● **WHAT NEEDS TO BE DONE**
Find the string "Could" in the listing and report every line that has it.

● **RAW DATA**
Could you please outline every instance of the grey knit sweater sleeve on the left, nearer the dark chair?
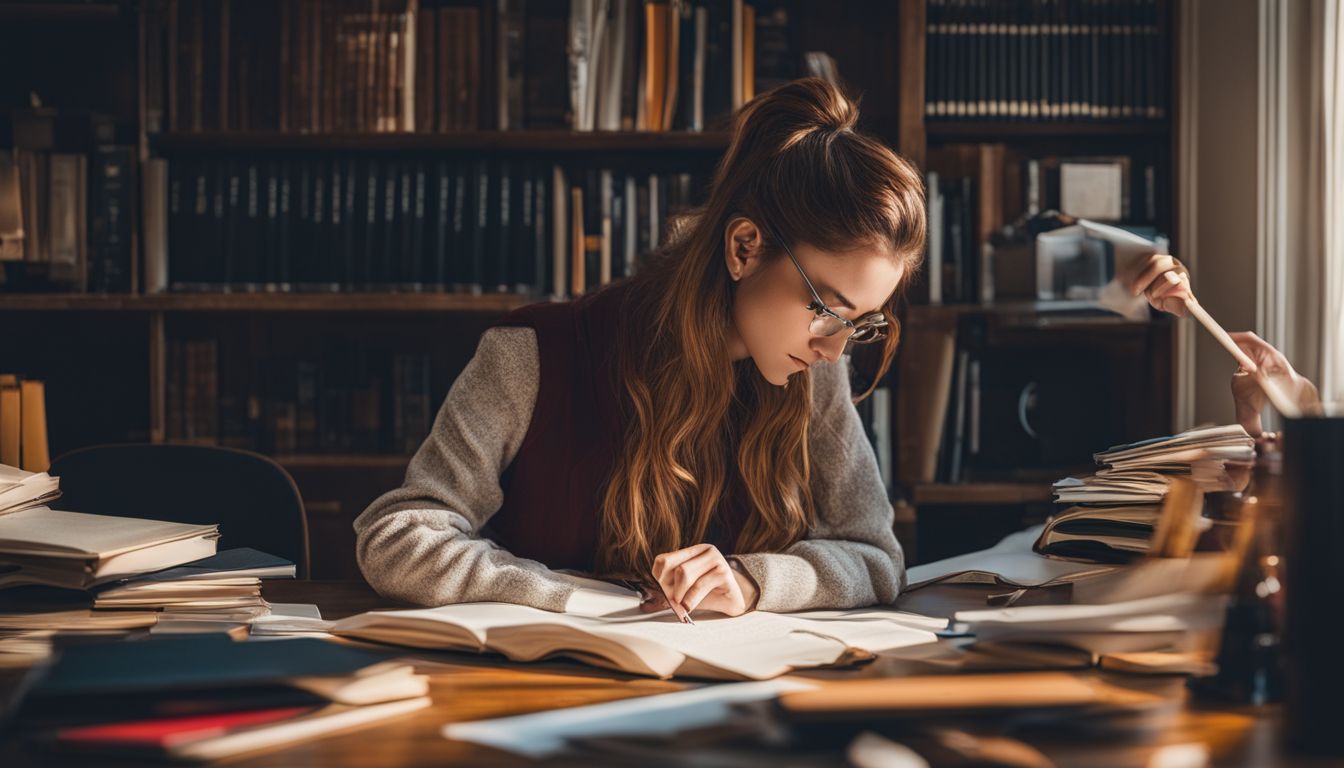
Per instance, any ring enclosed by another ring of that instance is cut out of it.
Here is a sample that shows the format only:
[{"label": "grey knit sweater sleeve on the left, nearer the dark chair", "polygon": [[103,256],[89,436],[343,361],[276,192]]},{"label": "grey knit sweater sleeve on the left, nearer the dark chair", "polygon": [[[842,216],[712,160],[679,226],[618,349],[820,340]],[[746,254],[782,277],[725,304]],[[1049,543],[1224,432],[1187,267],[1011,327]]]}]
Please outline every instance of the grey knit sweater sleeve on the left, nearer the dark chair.
[{"label": "grey knit sweater sleeve on the left, nearer the dark chair", "polygon": [[503,504],[499,479],[527,434],[539,379],[535,331],[492,328],[481,336],[402,487],[355,519],[359,568],[380,594],[419,605],[564,609],[574,578],[478,535]]}]

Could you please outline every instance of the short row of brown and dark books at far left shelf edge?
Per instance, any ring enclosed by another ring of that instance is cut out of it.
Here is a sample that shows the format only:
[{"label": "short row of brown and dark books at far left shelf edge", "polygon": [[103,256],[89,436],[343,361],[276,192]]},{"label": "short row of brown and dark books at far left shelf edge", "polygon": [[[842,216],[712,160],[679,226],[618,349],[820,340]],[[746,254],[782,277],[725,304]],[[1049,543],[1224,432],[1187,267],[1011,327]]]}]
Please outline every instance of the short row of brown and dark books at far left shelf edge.
[{"label": "short row of brown and dark books at far left shelf edge", "polygon": [[0,152],[0,285],[132,288],[134,148]]}]

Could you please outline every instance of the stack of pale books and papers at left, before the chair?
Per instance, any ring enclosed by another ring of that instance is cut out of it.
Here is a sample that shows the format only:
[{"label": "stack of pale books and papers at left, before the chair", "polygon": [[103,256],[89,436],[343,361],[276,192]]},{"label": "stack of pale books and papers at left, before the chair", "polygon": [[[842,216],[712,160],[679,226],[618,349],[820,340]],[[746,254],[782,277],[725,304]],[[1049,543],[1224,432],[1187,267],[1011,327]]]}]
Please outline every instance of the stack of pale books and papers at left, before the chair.
[{"label": "stack of pale books and papers at left, before the chair", "polygon": [[271,613],[261,578],[294,565],[215,551],[218,526],[34,507],[0,515],[0,656],[26,663],[70,635],[227,632]]}]

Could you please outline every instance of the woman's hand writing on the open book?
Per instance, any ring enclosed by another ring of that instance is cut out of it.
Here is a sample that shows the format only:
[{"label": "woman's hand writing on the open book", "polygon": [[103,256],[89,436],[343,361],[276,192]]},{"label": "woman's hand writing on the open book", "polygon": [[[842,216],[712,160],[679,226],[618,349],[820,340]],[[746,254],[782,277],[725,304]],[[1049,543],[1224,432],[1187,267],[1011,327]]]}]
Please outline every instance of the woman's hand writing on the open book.
[{"label": "woman's hand writing on the open book", "polygon": [[655,557],[653,578],[663,588],[663,594],[645,599],[640,608],[646,612],[667,609],[667,600],[671,600],[687,613],[703,608],[726,616],[741,616],[755,607],[759,596],[755,582],[734,570],[723,553],[710,543]]}]

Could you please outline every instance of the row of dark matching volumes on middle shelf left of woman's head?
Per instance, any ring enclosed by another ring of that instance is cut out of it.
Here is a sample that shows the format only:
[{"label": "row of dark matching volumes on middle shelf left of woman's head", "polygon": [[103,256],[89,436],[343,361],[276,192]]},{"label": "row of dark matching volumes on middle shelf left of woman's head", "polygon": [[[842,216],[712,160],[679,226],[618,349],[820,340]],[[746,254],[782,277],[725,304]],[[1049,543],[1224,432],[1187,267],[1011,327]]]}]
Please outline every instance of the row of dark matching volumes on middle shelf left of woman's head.
[{"label": "row of dark matching volumes on middle shelf left of woman's head", "polygon": [[156,159],[146,291],[577,296],[632,274],[699,192],[684,172],[508,157]]}]

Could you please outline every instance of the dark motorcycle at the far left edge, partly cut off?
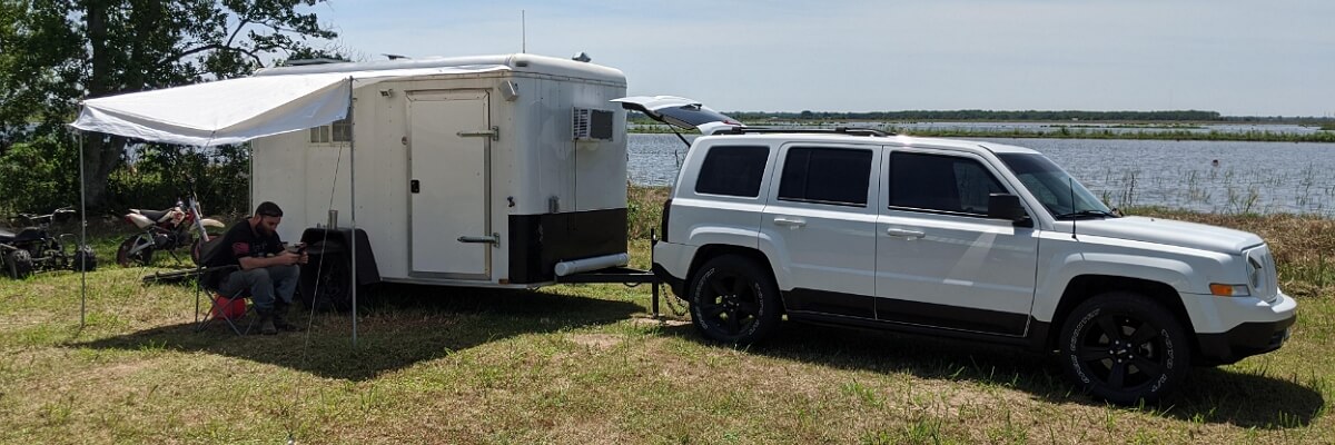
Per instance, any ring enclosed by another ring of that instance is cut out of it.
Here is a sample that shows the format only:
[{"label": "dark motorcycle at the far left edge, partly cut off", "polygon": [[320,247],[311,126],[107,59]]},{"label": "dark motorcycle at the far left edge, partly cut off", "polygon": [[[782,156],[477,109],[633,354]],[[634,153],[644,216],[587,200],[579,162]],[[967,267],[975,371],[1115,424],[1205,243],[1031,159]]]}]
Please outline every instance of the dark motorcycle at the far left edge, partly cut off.
[{"label": "dark motorcycle at the far left edge, partly cut off", "polygon": [[96,270],[97,255],[92,247],[79,246],[67,253],[65,246],[72,243],[69,241],[75,235],[51,235],[51,222],[57,215],[72,212],[73,208],[63,207],[49,215],[19,214],[19,218],[27,219],[31,226],[19,230],[17,234],[0,230],[0,267],[15,279],[29,277],[39,270]]}]

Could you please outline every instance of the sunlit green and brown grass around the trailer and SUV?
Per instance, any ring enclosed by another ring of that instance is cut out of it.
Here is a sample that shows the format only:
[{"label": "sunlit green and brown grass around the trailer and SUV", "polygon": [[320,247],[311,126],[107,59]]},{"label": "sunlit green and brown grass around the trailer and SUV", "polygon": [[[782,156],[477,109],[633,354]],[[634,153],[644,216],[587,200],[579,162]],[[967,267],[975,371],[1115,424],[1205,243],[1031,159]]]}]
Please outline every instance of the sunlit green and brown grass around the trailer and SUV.
[{"label": "sunlit green and brown grass around the trailer and SUV", "polygon": [[[665,192],[629,194],[647,233]],[[0,442],[1335,441],[1332,220],[1132,212],[1266,237],[1300,295],[1292,341],[1139,408],[1092,402],[1009,347],[794,323],[752,349],[709,343],[666,305],[666,323],[647,319],[643,286],[382,286],[354,349],[347,314],[296,317],[308,335],[195,333],[191,287],[108,265],[103,233],[83,329],[77,274],[0,278]],[[646,266],[647,242],[631,250]]]}]

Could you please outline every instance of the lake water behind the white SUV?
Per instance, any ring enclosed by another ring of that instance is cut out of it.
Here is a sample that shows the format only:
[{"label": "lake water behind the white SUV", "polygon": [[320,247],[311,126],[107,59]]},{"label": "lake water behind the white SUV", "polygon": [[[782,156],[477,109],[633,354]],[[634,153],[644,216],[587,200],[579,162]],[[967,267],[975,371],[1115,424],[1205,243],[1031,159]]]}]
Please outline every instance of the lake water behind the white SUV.
[{"label": "lake water behind the white SUV", "polygon": [[[973,140],[1037,150],[1116,207],[1335,216],[1335,144],[1330,143]],[[677,179],[686,146],[674,135],[633,134],[629,151],[633,183],[668,186]]]}]

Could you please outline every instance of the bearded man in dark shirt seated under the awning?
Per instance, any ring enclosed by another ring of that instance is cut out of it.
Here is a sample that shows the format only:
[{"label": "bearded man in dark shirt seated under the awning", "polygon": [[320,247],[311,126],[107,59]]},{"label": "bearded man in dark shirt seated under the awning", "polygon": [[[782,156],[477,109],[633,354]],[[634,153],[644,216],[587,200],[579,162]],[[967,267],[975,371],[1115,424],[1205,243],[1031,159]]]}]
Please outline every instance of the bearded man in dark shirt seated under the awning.
[{"label": "bearded man in dark shirt seated under the awning", "polygon": [[[283,210],[272,202],[255,207],[255,215],[232,225],[223,235],[212,255],[210,267],[240,265],[240,270],[228,270],[218,277],[218,291],[223,295],[236,295],[250,290],[251,302],[259,313],[259,333],[276,334],[302,330],[287,322],[287,307],[292,303],[300,267],[307,261],[306,253],[295,254],[283,249],[278,238],[278,223],[283,220]],[[228,251],[231,254],[228,254]]]}]

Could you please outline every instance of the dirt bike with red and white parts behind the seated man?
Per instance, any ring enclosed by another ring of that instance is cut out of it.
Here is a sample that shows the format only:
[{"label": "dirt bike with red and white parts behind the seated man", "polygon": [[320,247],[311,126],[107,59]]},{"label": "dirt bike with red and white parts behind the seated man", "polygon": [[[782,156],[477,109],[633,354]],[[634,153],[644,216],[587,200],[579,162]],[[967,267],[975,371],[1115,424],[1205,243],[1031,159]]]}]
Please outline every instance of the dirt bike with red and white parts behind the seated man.
[{"label": "dirt bike with red and white parts behind the seated man", "polygon": [[[167,251],[178,263],[176,249],[190,246],[191,259],[199,265],[199,250],[210,239],[208,229],[223,229],[216,219],[203,218],[199,202],[191,195],[188,202],[176,199],[176,206],[167,210],[131,208],[125,222],[139,230],[129,235],[116,249],[116,263],[121,267],[147,266],[154,262],[155,251]],[[199,237],[196,238],[196,233]]]}]

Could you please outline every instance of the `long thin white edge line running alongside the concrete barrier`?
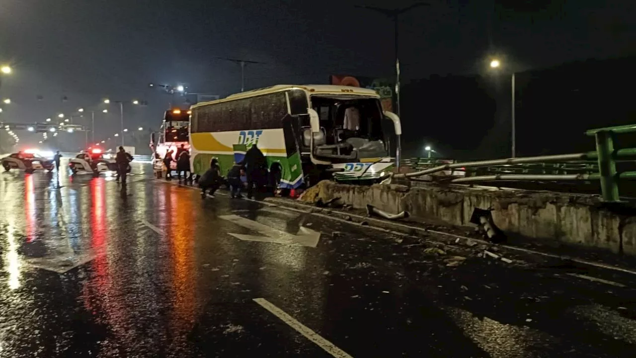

● **SOLUTION TO THE EXERCISE**
Could you please outline every instance of the grey knit sweater sleeve on the left, nearer the dark chair?
Could you please outline every instance of the short row of brown and dark books at far left shelf edge?
Could you please outline every instance of the stack of pale books and papers at left, before the chair?
Could you please outline every instance of the woman's hand writing on the open book?
Could you please outline every instance of the row of dark matching volumes on middle shelf left of woman's head?
Could you please outline every instance of the dark motorcycle at the far left edge, partly cut off?
Could you please outline every instance of the sunlit green and brown grass around the trailer and SUV?
Could you please outline every instance of the lake water behind the white SUV?
Could you please outline every instance of the bearded man in dark shirt seated under the awning?
Could you please outline every instance of the dirt bike with red and white parts behind the seated man?
Could you please outline every instance of the `long thin white edge line running alongside the concrete barrier`?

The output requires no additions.